* _INSTRUCTION_
Extract every entry word for word.

* _DATA_
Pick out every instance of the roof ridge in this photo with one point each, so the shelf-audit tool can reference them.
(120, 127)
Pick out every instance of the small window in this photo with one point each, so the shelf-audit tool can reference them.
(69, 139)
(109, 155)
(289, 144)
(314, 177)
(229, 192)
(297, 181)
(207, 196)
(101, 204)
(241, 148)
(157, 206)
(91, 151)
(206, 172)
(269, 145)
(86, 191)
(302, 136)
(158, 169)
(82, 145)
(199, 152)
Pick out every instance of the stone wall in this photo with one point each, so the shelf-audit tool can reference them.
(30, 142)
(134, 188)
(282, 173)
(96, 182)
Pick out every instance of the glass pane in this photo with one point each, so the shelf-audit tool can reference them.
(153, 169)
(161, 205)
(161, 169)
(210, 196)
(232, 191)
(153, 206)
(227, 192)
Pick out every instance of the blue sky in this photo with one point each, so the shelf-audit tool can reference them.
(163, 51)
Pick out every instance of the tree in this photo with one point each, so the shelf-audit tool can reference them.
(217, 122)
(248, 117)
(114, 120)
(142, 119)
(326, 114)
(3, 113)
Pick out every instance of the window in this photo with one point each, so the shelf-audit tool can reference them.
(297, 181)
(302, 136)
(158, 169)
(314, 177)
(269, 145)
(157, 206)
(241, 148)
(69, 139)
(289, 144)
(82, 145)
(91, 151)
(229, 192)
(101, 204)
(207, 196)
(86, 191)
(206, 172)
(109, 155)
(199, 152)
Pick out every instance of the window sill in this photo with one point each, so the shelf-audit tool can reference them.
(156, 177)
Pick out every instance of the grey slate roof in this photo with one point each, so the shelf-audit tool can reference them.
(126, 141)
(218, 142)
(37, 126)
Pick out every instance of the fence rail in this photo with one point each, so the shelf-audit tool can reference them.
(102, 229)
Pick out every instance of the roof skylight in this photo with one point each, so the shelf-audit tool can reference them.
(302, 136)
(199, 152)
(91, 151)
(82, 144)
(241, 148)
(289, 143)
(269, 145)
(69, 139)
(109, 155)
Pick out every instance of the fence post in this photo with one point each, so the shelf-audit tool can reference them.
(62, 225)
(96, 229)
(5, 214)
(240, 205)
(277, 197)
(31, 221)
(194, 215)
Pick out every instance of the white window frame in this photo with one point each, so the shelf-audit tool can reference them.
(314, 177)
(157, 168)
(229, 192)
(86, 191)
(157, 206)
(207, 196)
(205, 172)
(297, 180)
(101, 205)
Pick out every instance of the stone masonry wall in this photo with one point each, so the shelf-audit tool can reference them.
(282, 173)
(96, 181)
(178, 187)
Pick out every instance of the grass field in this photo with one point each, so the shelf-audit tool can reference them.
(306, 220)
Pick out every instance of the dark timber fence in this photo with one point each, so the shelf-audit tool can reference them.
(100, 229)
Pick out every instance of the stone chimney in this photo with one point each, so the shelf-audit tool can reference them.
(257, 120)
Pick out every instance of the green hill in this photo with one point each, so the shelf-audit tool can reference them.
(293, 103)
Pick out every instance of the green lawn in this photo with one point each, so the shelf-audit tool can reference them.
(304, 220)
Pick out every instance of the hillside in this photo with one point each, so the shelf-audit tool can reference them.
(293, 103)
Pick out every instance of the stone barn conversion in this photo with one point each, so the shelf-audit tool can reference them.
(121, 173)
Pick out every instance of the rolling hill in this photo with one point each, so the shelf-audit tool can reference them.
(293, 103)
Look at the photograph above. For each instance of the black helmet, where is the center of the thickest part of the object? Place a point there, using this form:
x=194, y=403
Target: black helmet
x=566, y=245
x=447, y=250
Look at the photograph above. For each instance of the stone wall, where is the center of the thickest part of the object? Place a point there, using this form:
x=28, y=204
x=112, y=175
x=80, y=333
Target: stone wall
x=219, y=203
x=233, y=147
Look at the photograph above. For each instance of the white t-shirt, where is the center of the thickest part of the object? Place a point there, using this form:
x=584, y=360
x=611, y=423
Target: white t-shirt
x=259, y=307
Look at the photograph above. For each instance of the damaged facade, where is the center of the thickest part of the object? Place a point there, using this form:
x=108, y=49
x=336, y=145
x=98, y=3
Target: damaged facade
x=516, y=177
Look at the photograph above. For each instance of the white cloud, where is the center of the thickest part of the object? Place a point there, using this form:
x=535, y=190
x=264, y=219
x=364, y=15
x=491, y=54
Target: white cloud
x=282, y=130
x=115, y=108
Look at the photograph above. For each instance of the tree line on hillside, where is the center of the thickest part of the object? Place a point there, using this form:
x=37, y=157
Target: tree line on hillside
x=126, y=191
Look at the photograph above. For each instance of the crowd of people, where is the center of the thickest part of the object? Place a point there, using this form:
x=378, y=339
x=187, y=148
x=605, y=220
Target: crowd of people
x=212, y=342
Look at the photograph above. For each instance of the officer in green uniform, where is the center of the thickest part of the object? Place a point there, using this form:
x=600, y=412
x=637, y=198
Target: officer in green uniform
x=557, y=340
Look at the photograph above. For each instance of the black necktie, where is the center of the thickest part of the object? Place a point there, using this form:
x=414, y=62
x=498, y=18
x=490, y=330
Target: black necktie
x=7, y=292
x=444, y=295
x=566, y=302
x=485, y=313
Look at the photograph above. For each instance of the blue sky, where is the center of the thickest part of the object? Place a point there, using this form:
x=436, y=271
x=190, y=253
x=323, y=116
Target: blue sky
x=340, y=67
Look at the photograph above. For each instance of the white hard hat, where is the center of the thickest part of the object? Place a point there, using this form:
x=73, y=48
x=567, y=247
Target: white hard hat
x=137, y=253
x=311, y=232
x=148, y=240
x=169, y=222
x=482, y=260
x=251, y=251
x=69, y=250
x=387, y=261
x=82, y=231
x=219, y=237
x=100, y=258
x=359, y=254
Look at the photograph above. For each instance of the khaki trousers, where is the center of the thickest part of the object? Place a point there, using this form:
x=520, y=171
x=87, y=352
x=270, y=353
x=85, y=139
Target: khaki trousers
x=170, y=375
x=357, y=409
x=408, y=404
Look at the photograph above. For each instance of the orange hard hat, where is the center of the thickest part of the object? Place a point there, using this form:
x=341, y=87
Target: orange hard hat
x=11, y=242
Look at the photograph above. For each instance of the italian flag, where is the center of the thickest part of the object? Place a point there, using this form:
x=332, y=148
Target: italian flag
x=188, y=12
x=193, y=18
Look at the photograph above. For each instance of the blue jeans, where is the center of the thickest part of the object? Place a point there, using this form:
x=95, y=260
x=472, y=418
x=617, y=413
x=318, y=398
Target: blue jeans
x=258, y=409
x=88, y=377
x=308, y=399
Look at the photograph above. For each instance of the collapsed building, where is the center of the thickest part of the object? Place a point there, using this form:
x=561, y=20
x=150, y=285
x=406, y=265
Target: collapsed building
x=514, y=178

* _EXERCISE ANSWER_
Pick out every instance of the roof ridge in this photo with one point each, so the shelf-audit tool can reference them.
(120, 127)
Pick out every instance of the small window in this photo with one point each, so the shelf-audit tool can reference them.
(69, 139)
(109, 155)
(289, 144)
(314, 177)
(229, 192)
(297, 181)
(207, 196)
(101, 204)
(241, 148)
(157, 206)
(91, 151)
(206, 172)
(269, 145)
(86, 191)
(302, 136)
(158, 169)
(82, 145)
(199, 152)
Pick out every instance of the stone wall in this photo with one point each, so the shelf-audit tool can reference them.
(30, 142)
(134, 188)
(282, 173)
(96, 182)
Pick out every instance of the glass pane in this photo with one point each, so the shelf-audit tool can reference them.
(153, 169)
(161, 205)
(161, 169)
(210, 196)
(232, 191)
(153, 206)
(227, 192)
Pick out every instance of the blue sky in this photo with one point each, so the shelf-audit tool can reference them.
(163, 51)
Pick out every instance of the tree in this photo with one point each, so the shelf-audit tool can reference them.
(217, 122)
(248, 117)
(114, 120)
(142, 119)
(326, 114)
(3, 113)
Pick out every instance of the window in this photo with one point each, so the shelf-audit tool can reference them.
(297, 181)
(302, 136)
(158, 169)
(314, 177)
(269, 145)
(157, 206)
(241, 148)
(69, 139)
(289, 144)
(82, 145)
(91, 151)
(229, 192)
(101, 204)
(207, 196)
(86, 191)
(206, 172)
(109, 155)
(199, 152)
Pick out every instance of the window sill in this photo with one point each, so the shelf-audit tool can reference them.
(156, 177)
Pick out every instance of the grey slate roof in this photo with one point each, so the shelf-audit tool can reference them.
(126, 141)
(218, 142)
(37, 126)
Pick out every instance of the fence rail in this photo with one point each, so the shelf-audit tool can reference them.
(102, 229)
Pick out every instance of the roof skylight in this photo with one point each, so the shelf-audit tool can reference them.
(302, 136)
(199, 152)
(91, 151)
(82, 144)
(241, 148)
(289, 143)
(269, 145)
(69, 139)
(109, 155)
Pick out every instance of the fence post in this photo with one point each, so the shelf-audit tool can reference them.
(62, 225)
(96, 229)
(5, 214)
(240, 205)
(277, 197)
(31, 221)
(194, 215)
Pick out every instance of the white window frame in this photo with one point each, so the shelf-audit tool can reference them.
(314, 177)
(157, 168)
(229, 192)
(86, 191)
(157, 206)
(207, 196)
(205, 172)
(297, 180)
(101, 205)
Pick out every instance of the stone masonry wall in this photo with one point each, so the shelf-audit tool can reference them.
(282, 173)
(96, 181)
(178, 187)
Pick out every instance of the grass field in this photo with one point each, so the shelf-audit tool can reference them.
(306, 220)
Pick out every instance of the dark timber fence in this photo with one point each, so the shelf-audit tool can reference them.
(100, 229)
Pick out every instance of the stone chimney in this photo with one point each, so the shelf-audit tool can reference them.
(257, 120)
Pick out every instance of the green hill in this photo with one point each, so the shelf-audit tool can reference them.
(293, 103)
Pick out every instance of the green lawn in this photo with one point each, so the shelf-audit tool can reference them.
(304, 220)
Pick out every instance of the hillside in this photo with one point each, so the shelf-audit tool can reference them.
(293, 103)
Pick out every instance of the stone barn conversion in this photo with one point each, so the shelf-audit tool can reference them.
(121, 173)
Pick out every instance of the rolling hill in this photo with one point each, so the shelf-audit tool can reference them.
(293, 103)
Look at the photograph above. For each instance of the black helmet, where is the center of the thickest part of the object? Place a point there, using this form:
x=194, y=403
Target: black helmet
x=566, y=245
x=447, y=250
Look at the photograph above. For each instance of the stone wall, where is the center of the thickest part of the object? Place a point there, using this form:
x=28, y=204
x=112, y=175
x=80, y=333
Target: stone wall
x=219, y=203
x=233, y=147
Look at the photograph above. For each instance of the white t-shirt, where is the center of the thickest part of the object? Place a point there, using this form:
x=584, y=360
x=611, y=423
Target: white t-shirt
x=259, y=307
Look at the photograph above. For each instance of the damaged facade, where is the center of the thickest part of the object? Place a point there, using this form:
x=108, y=49
x=336, y=145
x=98, y=3
Target: damaged facade
x=516, y=177
Look at the photograph above. For each instance of the white cloud, where is the center of the thickest part of the object? Place a point there, using this form:
x=535, y=190
x=264, y=219
x=364, y=15
x=491, y=54
Target: white cloud
x=282, y=130
x=115, y=108
Look at the photograph above. For each instance of the tree line on hillside, where is the center of the thickest part of the object? Place a point there, using this form:
x=37, y=157
Target: tree line on hillside
x=126, y=191
Look at the photograph above. For each instance of the crowd of people, where is the center of the thickest part of the object? Place a point there, using this form:
x=378, y=339
x=187, y=148
x=605, y=220
Target: crowd of people
x=212, y=342
Look at the photograph above. For each instance of the officer in green uniform, where is the center of the thickest part of the object? Place a point there, using this form:
x=600, y=412
x=637, y=198
Target: officer in green uniform
x=557, y=340
Look at the photograph above. For each instance of the black necktie, where is the center of the thickest part of the object? Place a point there, using this form:
x=414, y=62
x=498, y=18
x=490, y=330
Target: black necktie
x=7, y=292
x=444, y=295
x=566, y=302
x=485, y=313
Look at the photograph above. For each instance of the blue sky, where is the center of the thickest part of the object? Place a point there, using this form:
x=436, y=271
x=190, y=253
x=323, y=116
Target: blue sky
x=340, y=67
Look at the photograph above. For each instance of the white hard hat, where is the center of the thickest part of the object? Place a point there, using this form:
x=73, y=48
x=567, y=247
Target: white hard hat
x=137, y=253
x=311, y=232
x=148, y=240
x=169, y=222
x=482, y=260
x=251, y=251
x=69, y=250
x=387, y=261
x=82, y=231
x=219, y=237
x=100, y=258
x=359, y=254
Look at the photograph above. For each instance of the khaki trousers, where is the center of the thickest part of the object? Place a point there, using this form:
x=520, y=171
x=87, y=352
x=270, y=353
x=85, y=139
Target: khaki trousers
x=170, y=375
x=357, y=409
x=408, y=404
Look at the photograph above. For each instance of the orange hard hat, where is the center of the thickest part of the object? Place a point there, using this form:
x=341, y=87
Target: orange hard hat
x=11, y=242
Look at the photograph above. For each instance of the italian flag, where is the center of the thickest part of the object? Place a point there, using this form:
x=332, y=148
Target: italian flag
x=188, y=12
x=193, y=18
Look at the photograph above. For each instance of the blue jeans, where is the center of the thickest part of the object? Place a point there, using this form:
x=95, y=260
x=472, y=418
x=617, y=413
x=318, y=398
Target: blue jeans
x=258, y=409
x=88, y=377
x=308, y=399
Look at the photograph above. For each instance of the collapsed building, where is the center of the thickest part of the object? Place a point there, using this form:
x=561, y=20
x=150, y=285
x=406, y=265
Target: collapsed building
x=514, y=178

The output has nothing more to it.